§ Directions
1 - Answer these questions from the passage on words across languages:
(a) Which three word endings does it name as often usable in French as is?
(b) Which English word does it say was borrowed from a Hindi word for massage?
(c) What does the Norwegian noun "is" mean, according to it?
2 - List every example word ending in -ion that the passage on words across languages gives.
3 - Carry on the passage about counting words across languages, picking up after its final sentence.

For example think about the number of words ending in -able, -ible, and -ent that can be used in French as is - it's usually just the pronounciation and sometimes accents that are different: incredible, portable, probable, different, predicament.
Words ending in -ion can often also safely be used: seduction, remuneration, tradition, destruction.
And so on... By learning the rules you instantly have a way of finding words when you don't know of a better alternative. And trying to structure your sentences in English in a way that includes words that you know can be carried straight over into French may often help you find a way of saying something that will sound more natural to a native French speaker than a word for word translation of how you'd normally speak English.
I once heard a quote (attributed to Alexandre Dumas, don't know if that is accurate) saying that "English is just badly spoken French"...
To add to your list of borrowed words in English, I find one of the more amusing one to be "shampoo" (borrowed from a Hindi word for massage, particularly of the head). Supposedly it was imported into the English language once the first English traders arrived in India and found that the natives were rather hesitant about dealing with them at all due to a slight little issue of body odour...
In Eskimo languages, they are used as roots for building words, whereas in English, "snow" is often used to build compound terms that have the same meaning, but may be more verbose.
So where in English we might say "powdered snow" and nobody would consider it a "word" for snow, in an Eskimo language you would tack a root referring to snow onto some other element describing the type of snow.
You will find that to less extremes in many other languages. In Norwegian, what is a noun phrase consisting of several words in English is often represented by a compound noun, written as one word, but should they be counted as separate words? Does Norwegians have an obsession with ice cream just because in our language you have a "word" (more accurately a compound noun) for ever flavour? (vaniljeis = vanilla ice cream, sjokoladeis = chocolate ice cream etc., note that all of them would simply be the flavour followed by the noun "is" - ice - written as one word).
If you do indiscriminately count compound terms, or words built from a small set of roots, suffixes etc. as separate words, a lot of languages will have unbounded numbers of "words" that could be said to be related to a specific subject.
Before making statements about how many words for something a language has you need to understand and relate what a word is in that context, and whether it makes sense to count words the way you want.

[Photo labels with boxes]

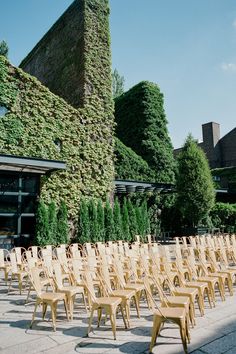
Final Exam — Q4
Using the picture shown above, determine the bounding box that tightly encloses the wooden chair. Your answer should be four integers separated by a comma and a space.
100, 264, 140, 327
0, 249, 11, 284
29, 267, 69, 331
84, 270, 127, 339
8, 252, 28, 295
52, 262, 87, 320
144, 277, 190, 353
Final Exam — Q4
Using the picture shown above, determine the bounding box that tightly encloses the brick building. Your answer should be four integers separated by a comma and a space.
174, 122, 236, 169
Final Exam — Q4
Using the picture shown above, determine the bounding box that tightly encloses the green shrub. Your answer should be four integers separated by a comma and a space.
77, 198, 90, 244
35, 201, 50, 246
113, 198, 124, 240
104, 200, 115, 241
48, 202, 58, 245
210, 203, 236, 232
56, 201, 69, 244
176, 135, 215, 227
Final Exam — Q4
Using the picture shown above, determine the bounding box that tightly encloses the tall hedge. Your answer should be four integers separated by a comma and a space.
56, 201, 69, 244
115, 81, 175, 182
176, 135, 215, 226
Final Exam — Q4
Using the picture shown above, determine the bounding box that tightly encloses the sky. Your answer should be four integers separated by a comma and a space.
0, 0, 236, 148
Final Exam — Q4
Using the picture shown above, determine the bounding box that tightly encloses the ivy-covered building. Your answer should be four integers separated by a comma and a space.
0, 0, 114, 248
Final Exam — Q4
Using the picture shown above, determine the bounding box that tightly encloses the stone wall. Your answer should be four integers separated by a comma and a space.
220, 128, 236, 167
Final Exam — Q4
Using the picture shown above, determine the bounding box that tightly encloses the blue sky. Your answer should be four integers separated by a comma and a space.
0, 0, 236, 147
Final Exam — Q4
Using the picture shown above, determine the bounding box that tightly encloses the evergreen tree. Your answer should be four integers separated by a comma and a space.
0, 40, 9, 58
104, 200, 115, 241
113, 198, 124, 240
35, 201, 49, 246
135, 205, 144, 237
97, 199, 105, 242
78, 198, 90, 244
89, 199, 99, 243
141, 200, 151, 236
112, 69, 125, 98
122, 198, 131, 241
176, 135, 215, 226
56, 201, 69, 244
127, 199, 138, 241
48, 202, 57, 245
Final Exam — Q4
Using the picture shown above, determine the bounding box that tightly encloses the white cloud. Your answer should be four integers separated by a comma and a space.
221, 63, 236, 73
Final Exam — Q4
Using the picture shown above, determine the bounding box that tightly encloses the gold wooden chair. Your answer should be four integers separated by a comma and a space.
52, 262, 87, 320
100, 264, 140, 327
144, 277, 190, 353
84, 270, 127, 339
29, 267, 69, 331
0, 249, 11, 284
8, 252, 28, 295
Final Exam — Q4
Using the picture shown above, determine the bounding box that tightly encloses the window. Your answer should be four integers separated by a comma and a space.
0, 106, 8, 117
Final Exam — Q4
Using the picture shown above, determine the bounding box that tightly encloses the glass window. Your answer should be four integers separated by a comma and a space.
0, 193, 18, 213
21, 216, 35, 235
0, 216, 17, 236
21, 195, 37, 213
22, 176, 39, 193
0, 174, 19, 192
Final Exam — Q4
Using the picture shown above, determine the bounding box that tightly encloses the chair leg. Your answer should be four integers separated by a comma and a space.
97, 308, 102, 328
134, 294, 140, 318
51, 302, 57, 332
179, 320, 188, 353
30, 300, 40, 328
88, 307, 95, 335
43, 302, 48, 320
120, 304, 129, 329
149, 315, 162, 352
63, 300, 70, 321
110, 309, 116, 340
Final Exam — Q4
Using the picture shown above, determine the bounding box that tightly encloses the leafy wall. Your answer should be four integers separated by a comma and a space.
115, 81, 175, 182
0, 56, 114, 217
114, 138, 155, 181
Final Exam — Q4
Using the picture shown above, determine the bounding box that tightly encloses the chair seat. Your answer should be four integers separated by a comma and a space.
96, 297, 121, 306
111, 289, 135, 298
186, 281, 208, 289
154, 307, 186, 319
166, 296, 190, 306
39, 292, 65, 301
174, 288, 198, 296
125, 283, 144, 291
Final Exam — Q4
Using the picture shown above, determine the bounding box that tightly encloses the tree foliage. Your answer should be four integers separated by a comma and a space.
112, 69, 125, 98
0, 40, 9, 58
77, 198, 90, 244
113, 198, 124, 240
115, 81, 175, 182
56, 201, 69, 244
35, 201, 50, 246
176, 135, 215, 226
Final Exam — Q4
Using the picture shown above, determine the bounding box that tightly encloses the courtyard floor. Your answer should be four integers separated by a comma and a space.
0, 280, 236, 354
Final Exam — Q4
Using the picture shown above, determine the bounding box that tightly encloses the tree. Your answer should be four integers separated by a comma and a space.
113, 198, 124, 240
78, 198, 90, 244
97, 199, 105, 242
104, 200, 115, 241
48, 202, 57, 245
176, 135, 215, 227
35, 201, 49, 246
127, 199, 138, 241
121, 198, 131, 241
0, 40, 9, 58
56, 201, 69, 244
141, 200, 151, 236
112, 69, 125, 98
89, 199, 98, 243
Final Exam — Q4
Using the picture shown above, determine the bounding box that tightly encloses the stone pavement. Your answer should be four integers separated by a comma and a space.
0, 280, 236, 354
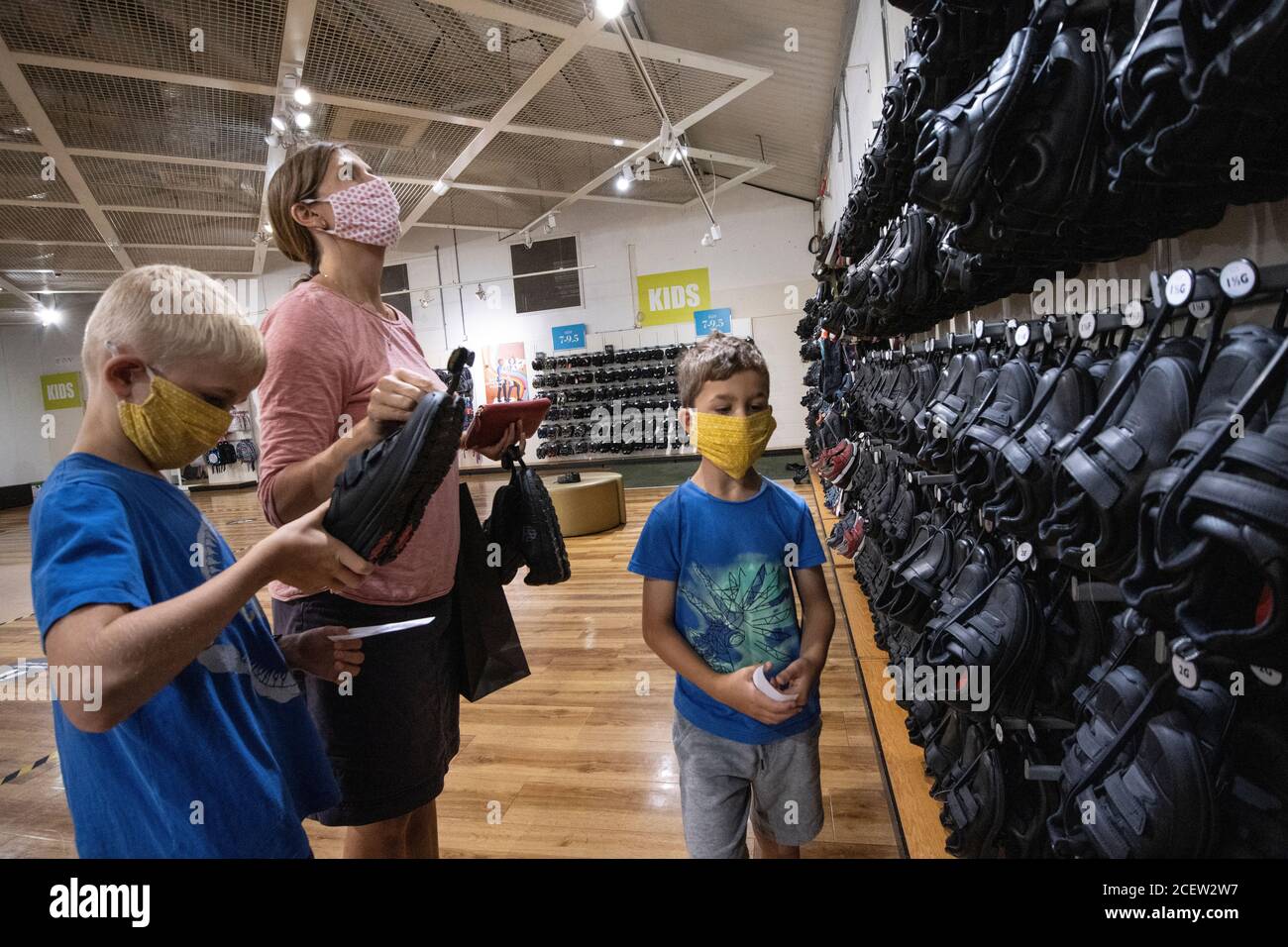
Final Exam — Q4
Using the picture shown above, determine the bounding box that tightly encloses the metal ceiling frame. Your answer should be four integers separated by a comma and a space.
0, 0, 773, 320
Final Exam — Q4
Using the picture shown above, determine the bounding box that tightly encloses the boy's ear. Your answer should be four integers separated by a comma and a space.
102, 356, 149, 399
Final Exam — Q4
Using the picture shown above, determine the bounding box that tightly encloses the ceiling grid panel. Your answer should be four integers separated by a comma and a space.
0, 28, 133, 268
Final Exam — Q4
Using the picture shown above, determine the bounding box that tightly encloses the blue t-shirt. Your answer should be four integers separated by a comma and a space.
627, 476, 824, 743
31, 454, 340, 858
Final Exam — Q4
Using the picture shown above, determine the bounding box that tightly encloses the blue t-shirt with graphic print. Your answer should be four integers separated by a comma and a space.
31, 454, 340, 858
627, 476, 824, 743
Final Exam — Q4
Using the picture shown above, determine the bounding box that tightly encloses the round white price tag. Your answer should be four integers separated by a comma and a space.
1163, 269, 1194, 305
1221, 261, 1257, 299
1172, 655, 1199, 690
1248, 665, 1284, 686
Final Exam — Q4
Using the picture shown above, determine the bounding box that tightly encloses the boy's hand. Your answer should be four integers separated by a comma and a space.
769, 657, 823, 710
257, 500, 375, 595
277, 625, 364, 684
711, 661, 800, 727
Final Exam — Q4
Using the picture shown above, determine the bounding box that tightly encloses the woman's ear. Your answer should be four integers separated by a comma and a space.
291, 201, 331, 231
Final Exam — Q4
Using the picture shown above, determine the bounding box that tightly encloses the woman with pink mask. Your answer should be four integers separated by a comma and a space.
259, 142, 520, 858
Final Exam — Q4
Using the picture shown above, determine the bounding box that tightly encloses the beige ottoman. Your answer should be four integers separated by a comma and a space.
541, 471, 626, 536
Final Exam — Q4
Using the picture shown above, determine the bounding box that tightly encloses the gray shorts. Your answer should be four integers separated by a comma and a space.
671, 712, 823, 858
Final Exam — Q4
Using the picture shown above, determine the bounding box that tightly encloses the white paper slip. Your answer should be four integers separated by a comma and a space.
330, 616, 434, 642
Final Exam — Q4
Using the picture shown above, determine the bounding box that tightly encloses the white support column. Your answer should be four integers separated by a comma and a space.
252, 0, 317, 275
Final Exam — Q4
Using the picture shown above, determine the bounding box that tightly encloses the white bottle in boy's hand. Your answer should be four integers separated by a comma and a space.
751, 665, 793, 701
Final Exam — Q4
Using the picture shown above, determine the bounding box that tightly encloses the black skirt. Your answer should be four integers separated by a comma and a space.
273, 592, 461, 826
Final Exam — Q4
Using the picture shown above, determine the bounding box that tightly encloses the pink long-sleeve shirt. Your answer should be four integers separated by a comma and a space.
259, 282, 461, 605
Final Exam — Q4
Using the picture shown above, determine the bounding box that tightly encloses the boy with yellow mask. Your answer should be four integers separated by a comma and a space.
31, 266, 371, 858
628, 333, 834, 858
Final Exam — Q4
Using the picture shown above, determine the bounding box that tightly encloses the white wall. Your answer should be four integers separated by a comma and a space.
0, 316, 85, 485
263, 185, 814, 467
821, 0, 912, 231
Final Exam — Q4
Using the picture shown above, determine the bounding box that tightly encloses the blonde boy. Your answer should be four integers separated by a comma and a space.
31, 266, 371, 858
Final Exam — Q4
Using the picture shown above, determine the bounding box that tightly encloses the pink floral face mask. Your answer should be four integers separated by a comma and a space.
300, 177, 400, 246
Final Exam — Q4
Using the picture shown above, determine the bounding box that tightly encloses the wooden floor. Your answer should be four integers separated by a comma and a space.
0, 475, 901, 858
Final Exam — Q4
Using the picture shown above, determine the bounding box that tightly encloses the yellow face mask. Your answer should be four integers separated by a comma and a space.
116, 353, 233, 471
690, 407, 778, 480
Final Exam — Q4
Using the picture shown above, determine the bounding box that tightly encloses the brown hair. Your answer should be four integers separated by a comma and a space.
675, 333, 769, 407
268, 142, 344, 279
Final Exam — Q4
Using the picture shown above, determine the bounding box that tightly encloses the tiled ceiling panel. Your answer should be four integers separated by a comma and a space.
0, 205, 103, 241
76, 155, 265, 214
421, 191, 558, 230
130, 248, 255, 273
304, 0, 559, 119
0, 151, 76, 204
516, 48, 739, 139
107, 210, 259, 246
0, 244, 121, 271
4, 269, 116, 292
459, 132, 631, 192
23, 65, 273, 163
0, 0, 286, 85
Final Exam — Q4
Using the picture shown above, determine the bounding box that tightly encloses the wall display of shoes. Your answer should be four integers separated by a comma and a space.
810, 0, 1288, 336
532, 346, 692, 460
180, 402, 259, 487
799, 0, 1288, 858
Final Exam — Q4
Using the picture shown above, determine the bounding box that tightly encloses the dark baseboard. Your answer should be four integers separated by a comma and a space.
0, 483, 33, 510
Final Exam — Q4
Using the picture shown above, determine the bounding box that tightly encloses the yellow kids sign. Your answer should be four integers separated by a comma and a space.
636, 266, 711, 326
40, 371, 85, 411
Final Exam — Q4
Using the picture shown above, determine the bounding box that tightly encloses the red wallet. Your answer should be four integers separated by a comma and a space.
465, 398, 550, 450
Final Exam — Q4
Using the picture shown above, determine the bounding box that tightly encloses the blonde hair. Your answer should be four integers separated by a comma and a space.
675, 333, 769, 407
267, 142, 344, 279
81, 264, 268, 382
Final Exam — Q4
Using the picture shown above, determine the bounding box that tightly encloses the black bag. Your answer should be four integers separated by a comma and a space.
483, 447, 572, 585
452, 483, 532, 702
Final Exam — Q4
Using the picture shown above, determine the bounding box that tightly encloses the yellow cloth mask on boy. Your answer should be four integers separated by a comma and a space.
690, 407, 778, 480
108, 346, 233, 471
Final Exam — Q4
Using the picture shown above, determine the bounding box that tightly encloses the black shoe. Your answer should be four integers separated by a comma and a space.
322, 349, 474, 566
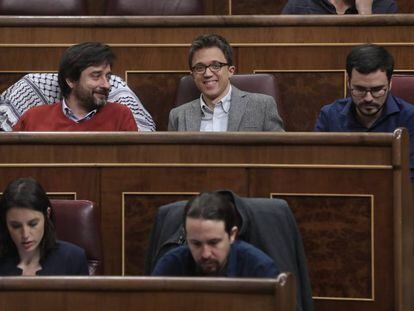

§ Outputs by task
1 -
(a) -able, -ible, and -ent
(b) shampoo
(c) ice

2 - seduction, remuneration, tradition, destruction

3 -
From Language Log:
"The story about Inuit (or Inuktitut, or Yup'ik, or more generally, Eskimo) words for snow is completely wrong. People say that speakers of these languages have 23, or 42, or 50, or 100 words for snow --- the numbers often seem to have been picked at random. The spread of the myth was tracked in a paper by Laura Martin (American Anthropologist 88 (1986), 418-423), and publicized more widely by a later humorous embroidering of the theme by G. K. Pullum (reprinted as chapter 19 of his 1991 book of essays The Great Eskimo Vocabulary Hoax). But the Eskimoan language group uses an extraordinary system of multiple, recursively addable derivational suffixes for word formation called postbases. The list of snow-referring roots to stick them on isn't that long: qani- for a snowflake, api- for snow considered as stuff lying on the ground and covering things up, a root meaning "slush", a root meaning "blizzard", a root meaning "drift", and a few others -- very roughly the same number of roots as in English. Nonetheless, the number of distinct words you can derive from them is not 50, or 150, or 1500, or a million, but simply unbounded. Only stamina sets a limit.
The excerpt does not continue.